- [Selected passage]

┄┄┄┄┄┄┄┄┄┄┄┄┄┄┄┄┄┄┄┄

To understand how the downgrade may affect crypto, we need to dig into the economics of what just happened. There are two different ways through which the downgrade could have an impact on crypto.

First, the downgrade may impact investor confidence in financial markets. The US Government is the issuer of what is considered to be one of the safest financial investments in the world: US Treasuries. These are debt securities that promise a stream of cash flows over time, guaranteed by the ability of the US Government to make good on the payments. The downgrade implies that the US may not be as perfectly capable to pay these cash flows as was thought prior to the downgrade.

A deterioration of faith in the US Government’s ability to pay the debt due on US Treasuries can have a wide-ranging impact. That’s because it affects sentiment. Sentiment measures how confidently investors feel about investing in risky securities. If what investors perceived to be the safest securities in the world are not really as safe, then what does this imply about all other risky securities? When such events happen, investors tend to withdraw from risky securities and move into safer securities. Such a flight-to-quality could have detrimental effects on crypto, which is arguably one of the riskiest investment classes that exist.

┄┄┄┄┄┄┄┄┄┄┄┄┄┄┄┄┄┄┄┄

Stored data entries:
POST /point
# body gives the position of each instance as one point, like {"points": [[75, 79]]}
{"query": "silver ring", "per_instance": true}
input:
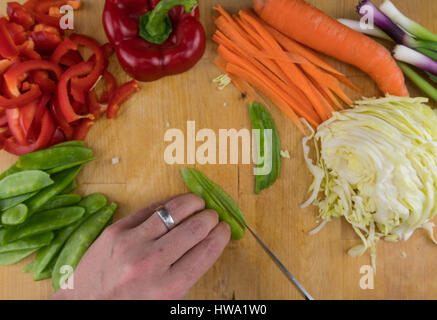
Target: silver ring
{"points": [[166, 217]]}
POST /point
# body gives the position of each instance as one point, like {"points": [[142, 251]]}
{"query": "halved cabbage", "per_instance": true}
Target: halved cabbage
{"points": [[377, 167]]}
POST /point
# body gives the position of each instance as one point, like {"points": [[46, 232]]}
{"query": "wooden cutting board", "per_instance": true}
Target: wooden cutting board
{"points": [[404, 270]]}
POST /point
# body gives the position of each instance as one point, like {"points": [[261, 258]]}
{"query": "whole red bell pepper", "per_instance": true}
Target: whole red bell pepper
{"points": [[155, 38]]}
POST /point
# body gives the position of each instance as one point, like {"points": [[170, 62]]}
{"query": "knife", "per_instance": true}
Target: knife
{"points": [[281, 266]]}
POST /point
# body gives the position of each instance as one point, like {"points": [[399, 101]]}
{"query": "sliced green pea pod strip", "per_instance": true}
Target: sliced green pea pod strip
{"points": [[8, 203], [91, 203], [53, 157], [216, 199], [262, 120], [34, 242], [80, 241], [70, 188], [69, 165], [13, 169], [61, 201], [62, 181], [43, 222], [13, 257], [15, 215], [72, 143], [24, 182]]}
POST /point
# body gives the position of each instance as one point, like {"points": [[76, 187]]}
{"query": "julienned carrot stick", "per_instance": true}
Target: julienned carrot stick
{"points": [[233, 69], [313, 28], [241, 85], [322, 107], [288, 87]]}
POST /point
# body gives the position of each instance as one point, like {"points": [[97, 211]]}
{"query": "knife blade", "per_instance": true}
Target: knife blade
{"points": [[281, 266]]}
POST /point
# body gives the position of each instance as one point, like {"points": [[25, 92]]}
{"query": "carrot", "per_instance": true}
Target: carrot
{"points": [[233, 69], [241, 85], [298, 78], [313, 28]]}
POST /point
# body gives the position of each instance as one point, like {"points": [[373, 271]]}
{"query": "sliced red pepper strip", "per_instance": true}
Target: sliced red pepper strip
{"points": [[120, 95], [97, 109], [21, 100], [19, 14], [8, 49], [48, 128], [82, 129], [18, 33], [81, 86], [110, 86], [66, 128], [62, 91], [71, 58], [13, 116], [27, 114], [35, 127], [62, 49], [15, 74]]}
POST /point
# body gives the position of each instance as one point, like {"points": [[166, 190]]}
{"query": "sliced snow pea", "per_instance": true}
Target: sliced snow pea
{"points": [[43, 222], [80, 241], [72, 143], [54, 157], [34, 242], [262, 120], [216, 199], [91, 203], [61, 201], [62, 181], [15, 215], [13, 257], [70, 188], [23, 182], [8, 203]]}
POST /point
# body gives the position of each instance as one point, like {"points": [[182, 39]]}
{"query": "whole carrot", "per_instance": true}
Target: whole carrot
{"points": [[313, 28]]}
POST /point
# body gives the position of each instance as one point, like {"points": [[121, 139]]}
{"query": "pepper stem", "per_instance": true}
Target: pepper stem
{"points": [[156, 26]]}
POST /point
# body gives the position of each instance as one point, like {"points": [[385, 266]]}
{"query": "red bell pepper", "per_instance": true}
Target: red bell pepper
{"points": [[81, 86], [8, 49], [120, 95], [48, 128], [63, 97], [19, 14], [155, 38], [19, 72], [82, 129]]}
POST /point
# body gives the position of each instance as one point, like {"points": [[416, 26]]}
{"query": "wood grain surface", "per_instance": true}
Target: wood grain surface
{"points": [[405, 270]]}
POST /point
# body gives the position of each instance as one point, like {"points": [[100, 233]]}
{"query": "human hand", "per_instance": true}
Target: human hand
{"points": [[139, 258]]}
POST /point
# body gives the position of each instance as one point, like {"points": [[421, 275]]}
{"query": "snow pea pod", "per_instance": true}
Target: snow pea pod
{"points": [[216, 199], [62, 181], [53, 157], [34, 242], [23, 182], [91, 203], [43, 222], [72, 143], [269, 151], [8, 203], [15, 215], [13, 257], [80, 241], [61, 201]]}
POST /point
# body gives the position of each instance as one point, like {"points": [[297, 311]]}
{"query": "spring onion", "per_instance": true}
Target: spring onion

┄┄┄┄┄┄┄┄┄┄┄┄┄┄┄┄┄┄┄┄

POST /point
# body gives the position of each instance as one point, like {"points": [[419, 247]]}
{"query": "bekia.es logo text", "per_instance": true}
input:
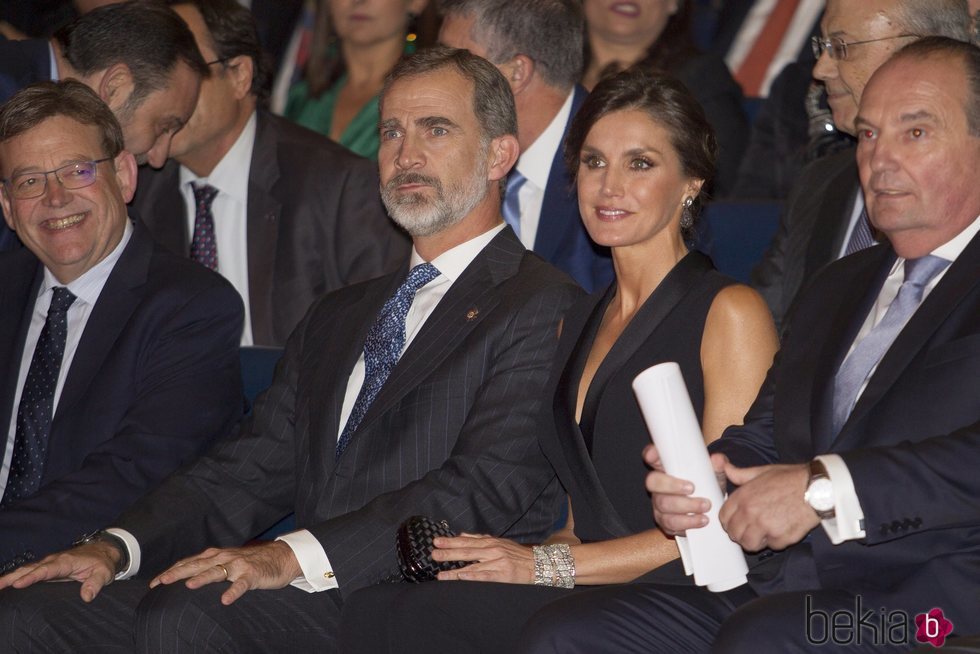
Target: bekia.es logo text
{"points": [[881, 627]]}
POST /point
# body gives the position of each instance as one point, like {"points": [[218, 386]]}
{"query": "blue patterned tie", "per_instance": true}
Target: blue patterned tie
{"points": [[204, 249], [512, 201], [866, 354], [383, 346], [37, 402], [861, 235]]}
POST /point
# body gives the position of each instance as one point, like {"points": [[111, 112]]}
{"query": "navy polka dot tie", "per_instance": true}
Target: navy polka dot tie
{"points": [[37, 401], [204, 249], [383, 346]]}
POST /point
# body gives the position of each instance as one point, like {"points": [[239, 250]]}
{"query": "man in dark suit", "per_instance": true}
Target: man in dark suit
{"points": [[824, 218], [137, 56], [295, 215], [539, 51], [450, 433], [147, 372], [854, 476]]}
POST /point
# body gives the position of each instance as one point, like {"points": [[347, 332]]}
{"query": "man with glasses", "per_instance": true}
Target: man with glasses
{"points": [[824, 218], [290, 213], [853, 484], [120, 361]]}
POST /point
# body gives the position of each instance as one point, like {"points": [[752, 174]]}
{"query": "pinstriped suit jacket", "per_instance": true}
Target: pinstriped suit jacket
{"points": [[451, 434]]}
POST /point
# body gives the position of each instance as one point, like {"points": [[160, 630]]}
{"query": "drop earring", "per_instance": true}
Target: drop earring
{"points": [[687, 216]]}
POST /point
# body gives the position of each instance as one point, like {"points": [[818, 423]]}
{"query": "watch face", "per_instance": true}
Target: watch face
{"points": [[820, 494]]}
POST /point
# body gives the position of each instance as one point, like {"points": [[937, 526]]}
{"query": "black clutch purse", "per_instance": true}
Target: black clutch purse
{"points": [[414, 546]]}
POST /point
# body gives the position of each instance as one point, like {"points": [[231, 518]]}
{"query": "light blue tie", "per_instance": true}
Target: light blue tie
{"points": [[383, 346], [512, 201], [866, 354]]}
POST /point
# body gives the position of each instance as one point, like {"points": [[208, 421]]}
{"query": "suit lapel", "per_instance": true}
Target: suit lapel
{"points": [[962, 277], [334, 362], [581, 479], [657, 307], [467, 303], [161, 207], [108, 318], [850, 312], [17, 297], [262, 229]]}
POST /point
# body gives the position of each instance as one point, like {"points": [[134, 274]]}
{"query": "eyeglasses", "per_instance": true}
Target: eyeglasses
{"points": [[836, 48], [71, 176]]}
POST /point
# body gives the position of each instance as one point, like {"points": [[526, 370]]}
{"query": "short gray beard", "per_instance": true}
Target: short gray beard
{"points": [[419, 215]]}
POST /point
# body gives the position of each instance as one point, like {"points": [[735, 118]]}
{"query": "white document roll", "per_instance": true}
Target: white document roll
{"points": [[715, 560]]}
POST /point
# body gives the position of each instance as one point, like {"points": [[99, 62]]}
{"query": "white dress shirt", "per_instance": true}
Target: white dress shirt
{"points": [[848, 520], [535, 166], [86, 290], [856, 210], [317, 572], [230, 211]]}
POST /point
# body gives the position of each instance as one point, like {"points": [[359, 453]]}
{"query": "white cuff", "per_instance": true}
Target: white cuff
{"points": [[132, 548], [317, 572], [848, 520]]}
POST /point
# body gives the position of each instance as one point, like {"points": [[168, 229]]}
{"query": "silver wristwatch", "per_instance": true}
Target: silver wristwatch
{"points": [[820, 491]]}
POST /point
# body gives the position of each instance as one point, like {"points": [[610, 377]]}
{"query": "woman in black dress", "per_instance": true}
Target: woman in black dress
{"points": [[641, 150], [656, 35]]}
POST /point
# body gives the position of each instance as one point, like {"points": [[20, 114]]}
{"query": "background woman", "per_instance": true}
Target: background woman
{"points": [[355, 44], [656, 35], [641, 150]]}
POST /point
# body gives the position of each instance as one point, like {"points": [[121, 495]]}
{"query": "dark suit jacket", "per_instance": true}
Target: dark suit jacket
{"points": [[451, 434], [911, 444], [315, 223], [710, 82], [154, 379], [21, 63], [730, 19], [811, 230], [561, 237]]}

┄┄┄┄┄┄┄┄┄┄┄┄┄┄┄┄┄┄┄┄

- [Task instructions]
(a) According to the downgrade passage, what does the US Government issue that is considered one of the safest financial investments in the world?
(b) Switch "crypto" to "cryptocurrency" in the downgrade passage, and write out the part between "To understand how" and "to the downgrade.", inclusive.

- [Responses to the tasks]
(a) US Treasuries.

(b)
To understand how the downgrade may affect cryptocurrency, we need to dig into the economics of what just happened. There are two different ways through which the downgrade could have an impact on cryptocurrency.

First, the downgrade may impact investor confidence in financial markets. The US Government is the issuer of what is considered to be one of the safest financial investments in the world: US Treasuries. These are debt securities that promise a stream of cash flows over time, guaranteed by the ability of the US Government to make good on the payments. The downgrade implies that the US may not be as perfectly capable to pay these cash flows as was thought prior to the downgrade.